▶ **Set task**:
Reproduce all of the data below with "photograph" replaced by "image" and everything else left unchanged, omitting the pictures.

▶ **Exercise material**:
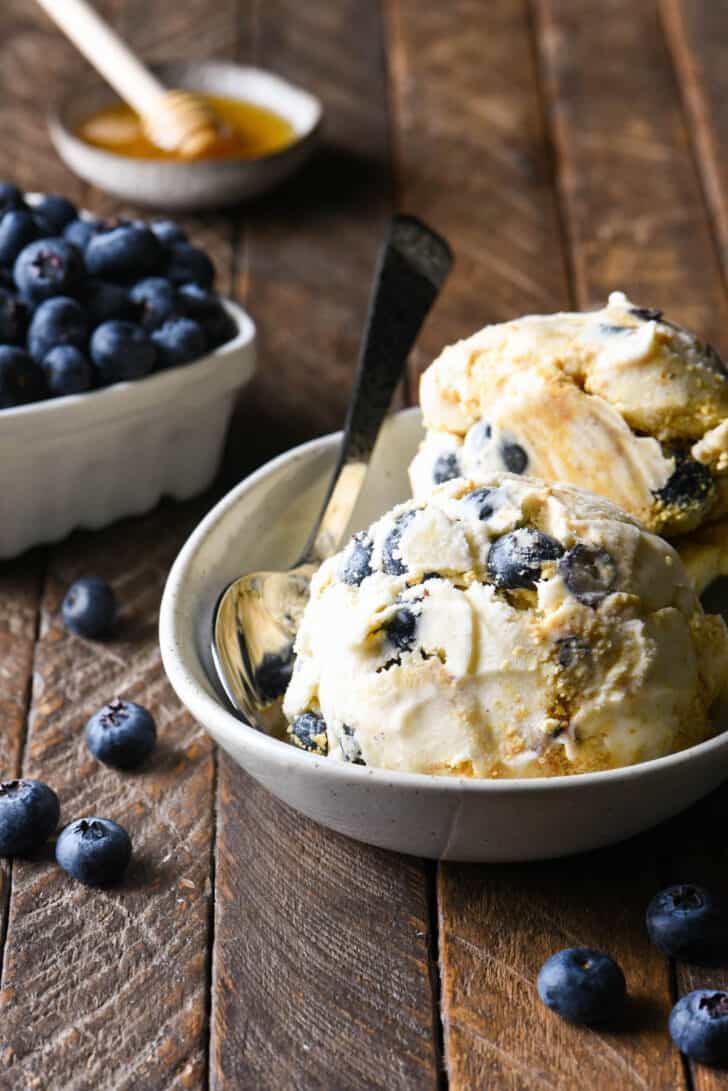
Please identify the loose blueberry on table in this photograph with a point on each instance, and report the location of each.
(94, 851)
(90, 608)
(103, 288)
(28, 816)
(699, 1026)
(688, 922)
(583, 985)
(121, 734)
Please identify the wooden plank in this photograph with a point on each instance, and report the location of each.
(108, 988)
(637, 218)
(111, 988)
(696, 32)
(632, 198)
(321, 973)
(499, 924)
(472, 158)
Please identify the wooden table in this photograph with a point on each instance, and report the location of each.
(565, 147)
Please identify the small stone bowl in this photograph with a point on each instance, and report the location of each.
(177, 187)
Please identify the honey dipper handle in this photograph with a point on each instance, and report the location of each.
(107, 52)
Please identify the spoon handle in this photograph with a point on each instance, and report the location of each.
(103, 47)
(412, 267)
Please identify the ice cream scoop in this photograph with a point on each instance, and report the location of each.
(505, 627)
(620, 402)
(257, 616)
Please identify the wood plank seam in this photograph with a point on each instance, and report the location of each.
(552, 152)
(4, 909)
(687, 93)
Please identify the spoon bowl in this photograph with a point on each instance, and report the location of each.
(258, 615)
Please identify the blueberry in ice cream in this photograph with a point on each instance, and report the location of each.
(504, 627)
(94, 851)
(699, 1026)
(620, 402)
(28, 815)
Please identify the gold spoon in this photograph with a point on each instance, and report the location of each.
(258, 614)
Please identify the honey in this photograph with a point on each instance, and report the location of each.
(249, 131)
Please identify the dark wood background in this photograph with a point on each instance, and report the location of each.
(567, 147)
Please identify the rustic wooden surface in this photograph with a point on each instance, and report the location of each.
(565, 147)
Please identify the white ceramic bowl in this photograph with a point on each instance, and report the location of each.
(263, 523)
(88, 459)
(199, 184)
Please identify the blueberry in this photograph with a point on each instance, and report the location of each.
(47, 267)
(401, 628)
(167, 231)
(28, 816)
(273, 673)
(121, 351)
(516, 559)
(21, 379)
(57, 210)
(350, 746)
(58, 321)
(185, 262)
(67, 371)
(572, 650)
(94, 851)
(514, 457)
(90, 607)
(646, 313)
(16, 229)
(699, 1026)
(479, 435)
(357, 562)
(582, 985)
(690, 484)
(485, 500)
(122, 253)
(391, 561)
(81, 231)
(104, 300)
(588, 572)
(10, 198)
(13, 318)
(688, 922)
(121, 734)
(153, 300)
(179, 340)
(445, 468)
(309, 732)
(219, 326)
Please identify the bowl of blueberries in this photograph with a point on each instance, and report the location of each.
(119, 368)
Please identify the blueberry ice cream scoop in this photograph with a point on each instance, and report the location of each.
(506, 627)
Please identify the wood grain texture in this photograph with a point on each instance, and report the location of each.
(321, 973)
(107, 988)
(472, 157)
(697, 32)
(499, 924)
(632, 199)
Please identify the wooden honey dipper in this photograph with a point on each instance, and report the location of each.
(179, 121)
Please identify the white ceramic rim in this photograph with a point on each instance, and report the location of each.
(60, 130)
(153, 386)
(206, 709)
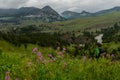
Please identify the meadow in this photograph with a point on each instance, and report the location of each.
(40, 63)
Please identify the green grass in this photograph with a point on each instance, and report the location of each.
(89, 23)
(21, 63)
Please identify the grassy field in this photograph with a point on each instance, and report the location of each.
(18, 63)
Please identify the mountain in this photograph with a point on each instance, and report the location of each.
(44, 14)
(70, 14)
(114, 9)
(73, 15)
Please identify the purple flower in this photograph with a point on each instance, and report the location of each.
(7, 77)
(16, 79)
(58, 48)
(64, 49)
(60, 53)
(50, 56)
(34, 50)
(112, 55)
(84, 57)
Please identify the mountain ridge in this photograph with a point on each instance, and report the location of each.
(84, 13)
(45, 14)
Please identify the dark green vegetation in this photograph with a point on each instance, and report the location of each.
(35, 50)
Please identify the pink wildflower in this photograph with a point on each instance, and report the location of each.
(84, 57)
(58, 48)
(60, 53)
(29, 63)
(64, 49)
(34, 50)
(7, 77)
(40, 56)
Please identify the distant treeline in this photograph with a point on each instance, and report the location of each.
(112, 33)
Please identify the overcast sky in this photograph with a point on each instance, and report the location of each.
(62, 5)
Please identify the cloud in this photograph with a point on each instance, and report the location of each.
(62, 5)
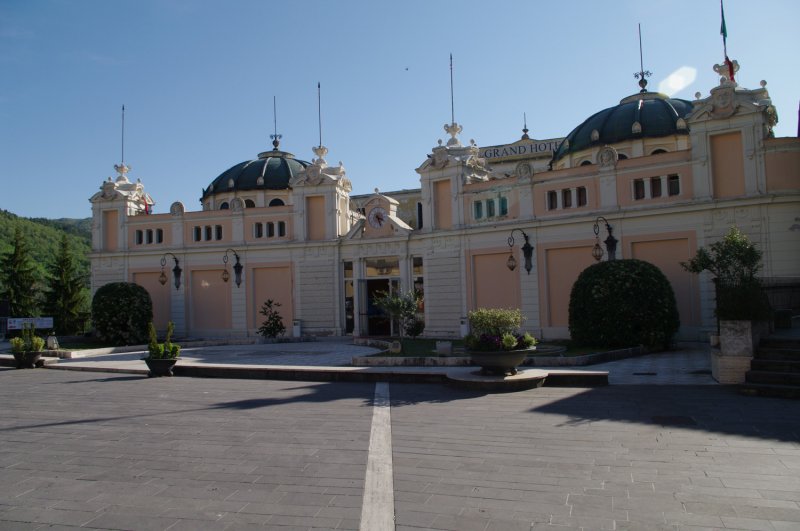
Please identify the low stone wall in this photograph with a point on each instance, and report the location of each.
(530, 361)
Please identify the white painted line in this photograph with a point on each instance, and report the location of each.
(377, 511)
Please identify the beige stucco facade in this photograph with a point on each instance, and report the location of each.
(324, 254)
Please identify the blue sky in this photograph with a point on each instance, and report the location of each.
(198, 78)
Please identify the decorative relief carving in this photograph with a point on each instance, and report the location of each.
(524, 171)
(722, 101)
(607, 157)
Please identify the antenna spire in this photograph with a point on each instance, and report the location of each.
(123, 135)
(275, 137)
(452, 104)
(642, 73)
(319, 110)
(525, 127)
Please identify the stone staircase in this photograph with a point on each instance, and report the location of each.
(775, 369)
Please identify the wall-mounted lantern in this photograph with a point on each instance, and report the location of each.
(176, 271)
(527, 252)
(237, 268)
(611, 241)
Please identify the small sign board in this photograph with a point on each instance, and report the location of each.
(18, 323)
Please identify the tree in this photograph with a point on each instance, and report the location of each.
(66, 298)
(734, 261)
(20, 285)
(273, 324)
(402, 308)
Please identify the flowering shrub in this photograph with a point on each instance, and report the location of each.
(494, 329)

▶ **Completed exercise**:
Please identify the loose blueberry on table in this image with a point on each instance, and report the location of each.
(94, 851)
(90, 608)
(103, 288)
(28, 816)
(699, 1026)
(688, 922)
(583, 985)
(121, 734)
Please identify the wooden plank in this image with a point on each instance, and report the location of each.
(108, 988)
(637, 218)
(111, 988)
(696, 32)
(632, 198)
(321, 973)
(499, 924)
(472, 158)
Please identify the wooden table in this image with a point on each instance, and report the location of each.
(565, 147)
Please identify the small stone bowl in this image with a point on each instance, and report the location of each.
(177, 187)
Please identify the honey dipper handle in this image with a point on each instance, and report the location of each.
(107, 52)
Please identify the spoon handle in this image with a point on each instance, and report the location of each.
(103, 47)
(412, 267)
Please identify the ice cream scoop in this image with a point on each instance, and report the location of each.
(505, 627)
(620, 402)
(257, 616)
Please identify the wood plank seam in this image with a point on each instance, and report the location of each.
(552, 152)
(4, 909)
(687, 93)
Please identify the spoon bowl in this image with a point on each instance, and report the location of each.
(258, 615)
Please identify the blueberry in ice cream in this image with a point on each instance, and report the location of each.
(504, 627)
(94, 851)
(699, 1026)
(620, 402)
(28, 815)
Please identify the gold spoon in this image with a point on each instance, and report the location of each.
(258, 614)
Please identify the honey in this image with a point on each instance, and report the location of each.
(249, 131)
Please identify the dark wood background in this image with a point on each instance, and report the location of each.
(567, 147)
Please identify the rustic wooden surface in this image with a point on each instance, and report the location of each.
(565, 147)
Please identify the white ceramic bowl in this image with a point on each instance, and report the location of each.
(263, 523)
(88, 459)
(199, 184)
Please identify the blueberry in this image with a point on each instance, and report the location of each.
(47, 267)
(401, 628)
(167, 231)
(28, 816)
(273, 673)
(121, 351)
(516, 559)
(21, 379)
(57, 210)
(350, 746)
(58, 321)
(185, 262)
(67, 371)
(572, 650)
(94, 851)
(514, 457)
(90, 607)
(646, 313)
(16, 229)
(699, 1026)
(479, 435)
(357, 562)
(582, 985)
(690, 484)
(485, 500)
(122, 253)
(391, 561)
(81, 231)
(104, 300)
(588, 572)
(10, 198)
(13, 318)
(688, 922)
(121, 734)
(153, 300)
(179, 340)
(445, 468)
(309, 732)
(219, 326)
Please identify the bowl of blueberries in this image with a point on each instance, and report the location of each.
(119, 368)
Please identify the blueberry ice cream scoop in this image with a point on each instance, and report the location of each.
(506, 627)
Please identify the wood grain texture in this image with a point on each instance, and report the location of each.
(321, 973)
(107, 988)
(472, 157)
(697, 32)
(499, 924)
(632, 199)
Please identify the wooden honey dipper in this image with a point on each instance, and report the location of each.
(179, 121)
Please identify the white ceramic rim in this image with a point on each instance, and report the location of each.
(60, 130)
(153, 386)
(206, 709)
Please identify the meadow in this image with a point on each instance, and report the location of each.
(40, 63)
Please identify the green grass in this image with a point on each instance, and report the location of each.
(89, 23)
(21, 63)
Please identify the grassy field in this image with a point on each instance, and report the location of each.
(18, 63)
Please identify the mountain in this image with a point on each instance, and report the location of each.
(44, 14)
(70, 14)
(114, 9)
(73, 15)
Please identify the purple flower in this image with a point on each instance, and report the location of each.
(7, 77)
(16, 79)
(58, 48)
(64, 49)
(60, 53)
(50, 56)
(34, 50)
(112, 55)
(84, 57)
Please identify the mountain ridge in this image with a point on each instance, and report the location of each.
(84, 13)
(45, 14)
Please identify the dark green vegetation in this image with a point on each instance, and report the location of each.
(35, 50)
Please identify the pink wildflower in this image with a point on each instance, and report the location of each.
(84, 57)
(58, 48)
(60, 53)
(29, 63)
(64, 49)
(34, 50)
(7, 77)
(40, 56)
Please identify the distant treeline in this image with a point on each instance, and report the location of each.
(112, 33)
Please identify the overcast sky in this image with a point on each instance, and report the location of each.
(62, 5)
Please identify the cloud in this image with a point on each instance, and report the location of each.
(62, 5)
Please identify the low stone wall in this image with a point on each instance, and report the location of each.
(530, 361)
Please identify the white painted line in this image with a point on each instance, and report the location of each.
(377, 511)
Please identify the beige stucco facade in this image with a point on each instance, and report the location of each.
(324, 254)
Please identify the blue sky in this image with a point on each instance, and report the location of each.
(198, 78)
Please identify the decorative relief carving in this image with a point on each instance, and report the location of each.
(524, 171)
(722, 101)
(607, 157)
Please identify the antenna spire in this image with a point on each instance, and report the location of each.
(123, 135)
(275, 137)
(452, 104)
(642, 73)
(319, 110)
(525, 127)
Please identify the stone staircase in this image with a point on each instance, and report the location of each.
(775, 369)
Please identify the wall-mounted lantern in this image with a point on each instance, and report the location of each.
(176, 271)
(527, 252)
(237, 268)
(611, 241)
Please identify the small sign board in this image with a point on each instance, and report the location of each.
(18, 323)
Please identify the tree in this image with a point on each instance, and report the location of each.
(66, 298)
(734, 261)
(20, 285)
(273, 324)
(402, 308)
Please identify the flowering shrub in this image with a point on each instance, and report the location of each.
(494, 329)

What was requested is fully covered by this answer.